Please rewrite every one of the items below as a numbered list, omitting any blank lines.

** Begin DATASET ENTRIES **

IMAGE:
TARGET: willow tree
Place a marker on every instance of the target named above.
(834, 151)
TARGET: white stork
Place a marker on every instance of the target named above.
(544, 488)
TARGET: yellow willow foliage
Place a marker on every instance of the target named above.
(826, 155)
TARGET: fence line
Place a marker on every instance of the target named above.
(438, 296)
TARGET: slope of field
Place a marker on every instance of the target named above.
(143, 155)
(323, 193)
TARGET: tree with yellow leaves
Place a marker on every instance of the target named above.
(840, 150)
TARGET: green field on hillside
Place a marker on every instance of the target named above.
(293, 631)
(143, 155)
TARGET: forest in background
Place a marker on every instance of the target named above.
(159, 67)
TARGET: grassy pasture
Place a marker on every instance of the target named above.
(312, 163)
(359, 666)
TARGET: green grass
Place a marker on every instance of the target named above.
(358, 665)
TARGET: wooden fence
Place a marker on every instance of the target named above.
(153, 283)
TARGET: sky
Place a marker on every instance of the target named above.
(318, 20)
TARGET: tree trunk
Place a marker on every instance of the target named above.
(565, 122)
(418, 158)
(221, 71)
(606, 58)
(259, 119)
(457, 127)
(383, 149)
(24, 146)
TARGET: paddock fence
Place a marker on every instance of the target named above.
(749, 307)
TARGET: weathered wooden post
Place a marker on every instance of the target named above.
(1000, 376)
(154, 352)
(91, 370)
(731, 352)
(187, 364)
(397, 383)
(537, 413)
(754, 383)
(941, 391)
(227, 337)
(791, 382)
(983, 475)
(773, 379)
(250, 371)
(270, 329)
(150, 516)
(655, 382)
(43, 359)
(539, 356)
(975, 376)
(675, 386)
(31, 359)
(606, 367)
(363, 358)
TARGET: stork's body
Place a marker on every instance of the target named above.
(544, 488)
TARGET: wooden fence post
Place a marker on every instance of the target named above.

** End DATASET ENTRIES **

_PROBLEM SOLUTION_:
1. IMAGE:
2. TARGET: willow tree
3. Place a marker on every instance of the target named above.
4. (834, 151)
5. TARGET: white stork
6. Place a marker on every instance of the target named above.
7. (544, 488)
8. TARGET: yellow willow foliage
9. Place a marker on every instance of the target named above.
10. (826, 155)
11. TARGET: fence line
12. Place a marker on every instance of the target named above.
13. (438, 296)
14. TARGET: slope of field
15. Place a marker on every instance of the target named above.
16. (143, 155)
17. (323, 193)
18. TARGET: tree with yellow leaves
19. Place a marker on every instance of the target named above.
20. (840, 150)
21. TARGET: green field on hillside
22. Place a marker on every instance of the target named above.
23. (293, 631)
24. (143, 155)
25. TARGET: forest in background
26. Place a marker on every instance of the target named above.
27. (159, 67)
28. TARGET: grassy pasture
29. Place a marker on every instance of the target named above.
30. (312, 163)
31. (359, 666)
32. TARGET: green grass
33. Place a marker on every instance of the target named above.
34. (358, 665)
35. TARGET: wooden fence
36. Place a marker on every instance of the target named above.
37. (153, 283)
38. TARGET: sky
39. Place a marker on every instance of the target named above.
40. (318, 20)
41. TARGET: tree trunk
42. Place a marker on every instance of the target named above.
43. (565, 122)
44. (418, 158)
45. (221, 71)
46. (606, 58)
47. (259, 119)
48. (457, 127)
49. (383, 149)
50. (24, 146)
51. TARGET: paddock fence
52. Place a marker on every instance of the target named above.
53. (749, 307)
54. TARGET: weathered wooden post
55. Place a marker on every instance of the target named above.
56. (1000, 376)
57. (154, 352)
58. (91, 370)
59. (731, 352)
60. (187, 364)
61. (397, 383)
62. (537, 413)
63. (754, 383)
64. (941, 391)
65. (227, 337)
66. (791, 382)
67. (983, 475)
68. (773, 379)
69. (250, 371)
70. (270, 329)
71. (150, 516)
72. (655, 382)
73. (43, 359)
74. (539, 356)
75. (975, 376)
76. (675, 386)
77. (31, 359)
78. (606, 367)
79. (363, 358)
80. TARGET: stork's body
81. Place a marker on every instance of the target named above.
82. (544, 488)
83. TARGET: wooden fence post
84. Place a marker on every instance of the target named above.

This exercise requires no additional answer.